**EXTRAIT:**

Le Figaro – 10/09/2015
Pour l’auteur, professeur titulaire de la chaire d’économie au Conservatoire National des Arts et Métiers, une réforme de la fiscalité du capital et des entreprises ainsi qu’une mutation du marché du travail s’imposent.
L’économie a connu une croissance nulle au deuxième trimestre et la fin de l’année ne sera pas brillante. Compte tenu de l’acquis de croissance, cette dernière pourrait atteindre 1 % cette année. Le chômage restera à un niveau historiquement élevé, même si une politique de radiation active des inscrits permet d’afficher une baisse minuscule que le président de la République Tartarin de Tulle transforme en épopée victorieuse.
L’investissement des entreprises progresse peu et se dirige trop massivement vers l’immobilier et insuffisamment vers les machines et outillages et la recherche et développement (R&D). L’emploi salarié a faiblement augmenté au deuxième trimestre, mais, sur un an, il baisse de 4 200 postes en dépit de la création de 27 000 postes dans les services et 20 500 dans l’intérim. Mais l’industrie et la construction ont détruit massivement de l’emploi sur un an et encore 20 000 postes au deuxième trimestre.

**VOS TÂCHES:**
(a) D'après l'article sur l'économie française, de combien de postes l'emploi salarié a-t-il baissé sur un an ?
(b) Recopiez le passage de l'article sur l'économie française qui commence par les mots contenant « L’investissement des entreprises » et se termine par « au deuxième trimestre. ».
(c) Poursuivez l'article sur l'économie française après sa dernière phrase.

**DONNÉES FOURNIES:**

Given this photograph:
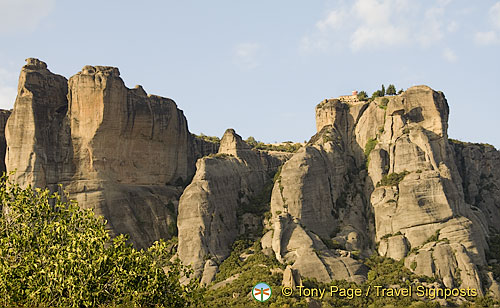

**RÉPONSES AUX TÂCHES:**
(a) Il a baissé de 4 200 postes.

(b)
L’investissement des entreprises progresse peu et se dirige trop massivement vers l’immobilier et insuffisamment vers les machines et outillages et la recherche et développement (R&D). L’emploi salarié a faiblement augmenté au deuxième trimestre, mais, sur un an, il baisse de 4 200 postes en dépit de la création de 27 000 postes dans les services et 20 500 dans l’intérim. Mais l’industrie et la construction ont détruit massivement de l’emploi sur un an et encore 20 000 postes au deuxième trimestre.

(c)
Pendant ce temps, l’économie allemande reste sur sa tendance de croissance de 1,5 % et développe son énorme excédent extérieur.
L’échec de la politique économique de François Hollande est patent. Depuis trois ans, le chômage a progressé de 650 000 personnes. La hausse massive des impôts et les mesures multipliant les contraintes sur les entreprises ont cassé les ressorts de l’économie productive. La légère contraction du déficit extérieur résulte de la baisse du prix du pétrole, le déficit hors pétrole ne baissant pas. Néanmoins, Tartarin vient d’annoncer de nouvelles baisses de l’impôt sur le revenu, totalement non financées, dans la mesure où le déficit public reste très élevé. 10 % des foyers fiscaux paient 70 % de l’impôt sur le revenu, ce qui alimente la hausse des expatriations. La part des foyers fiscaux payant l’impôt devrait passer de 52 % en 2013 à 46,5 % en 2015 dans le cadre d’une politique effrontée d’achat de clientèles qui ne suscite que l’ennui des médias.
Que faire pour relancer l’économie ?
Deux initiatives majeures devraient être prises rapidement : une réforme de la fiscalité du capital et des entreprises et une mutation du marché du travail.
La France a aujourd’hui la fiscalité du capital la plus lourde des cinq grands pays européens : Allemagne, France, Royaume-Uni, Italie et Espagne.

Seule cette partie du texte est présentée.